Short problem.
Copy out everything from the line containing "point: the sky, center" down to the end of the rows below, keeping the requests and shifting every x and y coordinate in the answers by adding -98.

Data lines.

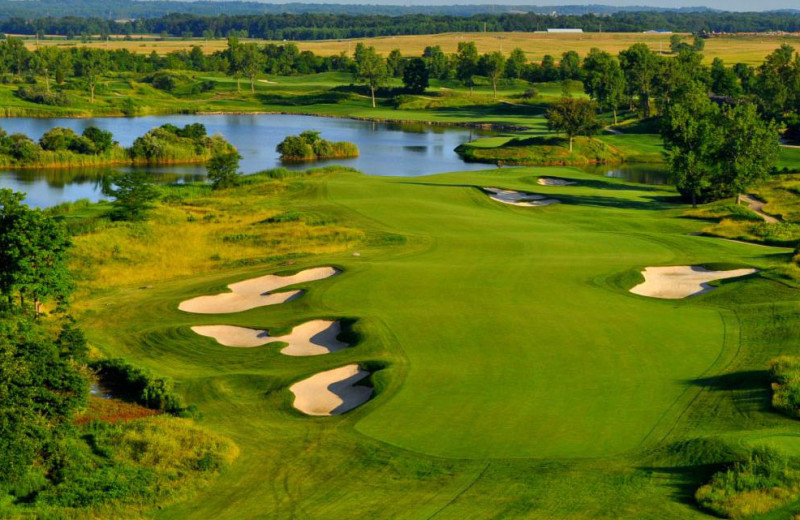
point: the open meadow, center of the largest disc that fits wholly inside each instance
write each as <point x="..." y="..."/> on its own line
<point x="514" y="373"/>
<point x="749" y="49"/>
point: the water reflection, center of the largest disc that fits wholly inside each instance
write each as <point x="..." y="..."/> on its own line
<point x="386" y="148"/>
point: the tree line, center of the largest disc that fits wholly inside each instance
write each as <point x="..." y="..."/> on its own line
<point x="319" y="25"/>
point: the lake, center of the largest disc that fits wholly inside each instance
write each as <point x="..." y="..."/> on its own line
<point x="386" y="149"/>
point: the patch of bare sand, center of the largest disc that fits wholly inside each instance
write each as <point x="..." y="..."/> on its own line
<point x="555" y="181"/>
<point x="519" y="198"/>
<point x="332" y="392"/>
<point x="311" y="338"/>
<point x="680" y="281"/>
<point x="256" y="292"/>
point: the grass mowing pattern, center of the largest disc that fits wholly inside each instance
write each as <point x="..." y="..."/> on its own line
<point x="509" y="342"/>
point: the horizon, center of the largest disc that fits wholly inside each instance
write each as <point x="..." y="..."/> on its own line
<point x="741" y="6"/>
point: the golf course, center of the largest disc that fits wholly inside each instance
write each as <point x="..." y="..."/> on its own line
<point x="509" y="360"/>
<point x="477" y="266"/>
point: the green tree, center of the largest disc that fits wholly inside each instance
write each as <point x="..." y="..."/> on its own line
<point x="604" y="80"/>
<point x="467" y="63"/>
<point x="640" y="66"/>
<point x="416" y="76"/>
<point x="493" y="65"/>
<point x="437" y="62"/>
<point x="33" y="250"/>
<point x="573" y="117"/>
<point x="750" y="148"/>
<point x="570" y="65"/>
<point x="395" y="63"/>
<point x="252" y="63"/>
<point x="42" y="386"/>
<point x="370" y="69"/>
<point x="134" y="193"/>
<point x="92" y="64"/>
<point x="515" y="65"/>
<point x="223" y="170"/>
<point x="724" y="80"/>
<point x="692" y="140"/>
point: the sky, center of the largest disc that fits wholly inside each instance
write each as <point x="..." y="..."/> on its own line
<point x="727" y="5"/>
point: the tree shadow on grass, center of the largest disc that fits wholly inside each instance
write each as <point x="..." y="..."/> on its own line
<point x="748" y="390"/>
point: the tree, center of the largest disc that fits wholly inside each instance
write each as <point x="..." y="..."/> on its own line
<point x="395" y="63"/>
<point x="640" y="66"/>
<point x="692" y="139"/>
<point x="102" y="140"/>
<point x="33" y="250"/>
<point x="750" y="148"/>
<point x="724" y="80"/>
<point x="493" y="65"/>
<point x="235" y="60"/>
<point x="515" y="65"/>
<point x="604" y="80"/>
<point x="42" y="386"/>
<point x="437" y="62"/>
<point x="133" y="192"/>
<point x="223" y="170"/>
<point x="252" y="63"/>
<point x="467" y="63"/>
<point x="570" y="66"/>
<point x="415" y="76"/>
<point x="370" y="69"/>
<point x="573" y="117"/>
<point x="92" y="64"/>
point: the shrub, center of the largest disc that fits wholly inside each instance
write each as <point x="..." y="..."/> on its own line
<point x="309" y="146"/>
<point x="785" y="375"/>
<point x="756" y="485"/>
<point x="129" y="382"/>
<point x="38" y="94"/>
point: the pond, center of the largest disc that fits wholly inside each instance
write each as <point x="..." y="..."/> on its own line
<point x="386" y="149"/>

Written response.
point: the sky, center of the largest disc that fits wholly inside each instance
write each as <point x="..." y="..."/> on its own line
<point x="629" y="-93"/>
point: the tree shadow on grass, center of the largest disc that fits wholly inside each instance
write each as <point x="..." y="..."/> on its own line
<point x="650" y="292"/>
point: the tree, center of the largest disc that fits wholly inside each instance
write each as <point x="..." y="..."/> on its own line
<point x="297" y="-35"/>
<point x="542" y="-32"/>
<point x="594" y="41"/>
<point x="4" y="42"/>
<point x="-65" y="152"/>
<point x="652" y="50"/>
<point x="626" y="-18"/>
<point x="395" y="-33"/>
<point x="137" y="-38"/>
<point x="417" y="-33"/>
<point x="506" y="-18"/>
<point x="-56" y="288"/>
<point x="339" y="-36"/>
<point x="35" y="94"/>
<point x="125" y="72"/>
<point x="154" y="-35"/>
<point x="369" y="-35"/>
<point x="472" y="-32"/>
<point x="317" y="-22"/>
<point x="272" y="-29"/>
<point x="475" y="19"/>
<point x="-6" y="-34"/>
point: the shrub, center of the largest disc that fits wholly inside each instance
write each as <point x="..." y="..."/> on its own line
<point x="211" y="48"/>
<point x="687" y="277"/>
<point x="658" y="387"/>
<point x="31" y="284"/>
<point x="-60" y="-4"/>
point: the pond, center of the largest disc that fits wholly inside each instance
write each as <point x="..." y="..."/> on its own line
<point x="288" y="51"/>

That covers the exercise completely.